** START OF Working data **

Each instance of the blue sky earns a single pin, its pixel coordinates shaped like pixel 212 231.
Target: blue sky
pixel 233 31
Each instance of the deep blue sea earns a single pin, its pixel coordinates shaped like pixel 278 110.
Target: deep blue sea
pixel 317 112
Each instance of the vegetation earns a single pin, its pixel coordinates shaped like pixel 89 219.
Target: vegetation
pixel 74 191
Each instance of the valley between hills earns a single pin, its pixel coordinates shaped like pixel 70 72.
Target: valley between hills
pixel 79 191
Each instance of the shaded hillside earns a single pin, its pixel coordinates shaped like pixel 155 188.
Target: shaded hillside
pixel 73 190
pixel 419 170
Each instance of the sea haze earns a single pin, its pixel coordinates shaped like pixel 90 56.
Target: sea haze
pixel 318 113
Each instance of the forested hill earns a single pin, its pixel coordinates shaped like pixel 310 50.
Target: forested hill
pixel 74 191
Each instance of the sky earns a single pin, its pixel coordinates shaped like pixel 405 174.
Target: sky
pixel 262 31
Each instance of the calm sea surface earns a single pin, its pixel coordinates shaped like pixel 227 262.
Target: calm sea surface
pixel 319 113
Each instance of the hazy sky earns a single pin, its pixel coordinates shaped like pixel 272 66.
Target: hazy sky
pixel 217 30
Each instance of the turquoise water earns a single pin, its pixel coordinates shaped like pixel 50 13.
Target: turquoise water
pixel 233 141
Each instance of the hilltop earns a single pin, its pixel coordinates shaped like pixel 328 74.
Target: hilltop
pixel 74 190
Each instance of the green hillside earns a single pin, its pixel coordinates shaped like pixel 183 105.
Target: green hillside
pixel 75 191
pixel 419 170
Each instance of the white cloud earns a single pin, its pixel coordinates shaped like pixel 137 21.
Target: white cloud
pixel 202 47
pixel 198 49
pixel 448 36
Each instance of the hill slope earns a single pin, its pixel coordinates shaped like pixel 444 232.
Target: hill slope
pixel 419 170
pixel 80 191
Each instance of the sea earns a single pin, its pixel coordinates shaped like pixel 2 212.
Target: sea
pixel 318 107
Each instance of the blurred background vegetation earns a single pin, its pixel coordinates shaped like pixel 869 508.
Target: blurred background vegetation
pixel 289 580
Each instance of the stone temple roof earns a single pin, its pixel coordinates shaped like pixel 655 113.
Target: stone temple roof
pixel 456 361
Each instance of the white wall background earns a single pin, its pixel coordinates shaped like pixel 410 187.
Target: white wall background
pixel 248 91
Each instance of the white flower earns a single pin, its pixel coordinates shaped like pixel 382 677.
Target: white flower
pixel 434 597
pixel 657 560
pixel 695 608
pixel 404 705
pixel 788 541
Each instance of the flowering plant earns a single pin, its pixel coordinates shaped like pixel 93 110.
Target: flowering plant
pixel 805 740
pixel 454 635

** END OF Working data **

Turn every line of the items above into a Markdown table, skipping blank lines, with one column named "Row" for the row number and one named "Line" for the line itself.

| Row | Line |
|---|---|
| 1 | Each instance of the blue sky earns a single pin, its pixel coordinates shaped like pixel 212 231. |
| 2 | Target: blue sky |
| 3 | pixel 233 31 |
| 4 | Each instance of the deep blue sea earns a single pin, its pixel coordinates shaped like pixel 278 110. |
| 5 | Target: deep blue sea |
| 6 | pixel 317 112 |
| 7 | Each instance of the vegetation earns a single pin, its pixel coordinates shaped like pixel 89 219. |
| 8 | Target: vegetation |
| 9 | pixel 74 191 |
| 10 | Each instance of the valley between hills earns a single pin, its pixel coordinates shaped like pixel 70 72. |
| 11 | Target: valley between hills |
| 12 | pixel 79 191 |
| 13 | Each instance of the shaded hillside earns a single pin, its pixel coordinates shaped like pixel 155 188. |
| 14 | Target: shaded hillside |
| 15 | pixel 73 190 |
| 16 | pixel 419 170 |
| 17 | Each instance of the sea haze earns a single pin, its pixel coordinates shaped like pixel 90 56. |
| 18 | Target: sea haze |
| 19 | pixel 318 113 |
| 20 | Each instance of the forested hill earns a single pin, its pixel coordinates shaped like pixel 310 50. |
| 21 | Target: forested hill |
| 22 | pixel 74 191 |
| 23 | Each instance of the sky earns a single pin, its pixel coordinates shaped like pixel 405 174. |
| 24 | Target: sky |
| 25 | pixel 262 31 |
| 26 | Each instance of the calm sea surface earns a single pin, its pixel coordinates shaped like pixel 227 262. |
| 27 | Target: calm sea surface |
| 28 | pixel 319 113 |
| 29 | Each instance of the hazy sky earns a single pin, its pixel coordinates shaped like pixel 272 66. |
| 30 | Target: hazy sky |
| 31 | pixel 217 30 |
| 32 | Each instance of the turquoise water earns a single pin, its pixel coordinates shaped like pixel 50 13. |
| 33 | Target: turquoise water |
| 34 | pixel 233 141 |
| 35 | Each instance of the hilltop earns a single pin, its pixel coordinates shaped like pixel 328 74. |
| 36 | Target: hilltop |
| 37 | pixel 74 190 |
| 38 | Each instance of the green hillside earns a single pin, its pixel coordinates shaped like pixel 183 105. |
| 39 | Target: green hillside |
| 40 | pixel 75 191 |
| 41 | pixel 419 170 |
| 42 | Each instance of the white cloud earns a single pin, its pixel coordinates shaped like pixel 137 21. |
| 43 | Target: white cloud |
| 44 | pixel 202 47 |
| 45 | pixel 198 49 |
| 46 | pixel 448 36 |
| 47 | Each instance of the hill slope earns a single pin, its pixel coordinates shaped like pixel 444 232. |
| 48 | Target: hill slope |
| 49 | pixel 419 170 |
| 50 | pixel 80 191 |
| 51 | Each instance of the sea earns a single pin, its pixel coordinates shaped like pixel 2 212. |
| 52 | Target: sea |
| 53 | pixel 318 107 |
| 54 | Each instance of the blurred background vegetation earns a single pin, its pixel coordinates shaped like pixel 869 508. |
| 55 | Target: blurred background vegetation |
| 56 | pixel 289 580 |
| 57 | Each instance of the stone temple roof earns a single pin, its pixel coordinates shaped like pixel 655 113. |
| 58 | Target: stone temple roof |
| 59 | pixel 456 361 |
| 60 | Each instance of the white wall background earns a single pin, its pixel coordinates shaped like pixel 410 187. |
| 61 | Target: white wall background |
| 62 | pixel 248 91 |
| 63 | Each instance of the white flower earns a single pin, its pixel coordinates shaped like pixel 382 677. |
| 64 | Target: white flower |
| 65 | pixel 434 597 |
| 66 | pixel 657 560 |
| 67 | pixel 695 608 |
| 68 | pixel 404 705 |
| 69 | pixel 788 541 |
| 70 | Each instance of the flowering plant earns a single pin, its pixel coordinates shaped like pixel 93 110. |
| 71 | Target: flowering plant |
| 72 | pixel 805 740 |
| 73 | pixel 454 635 |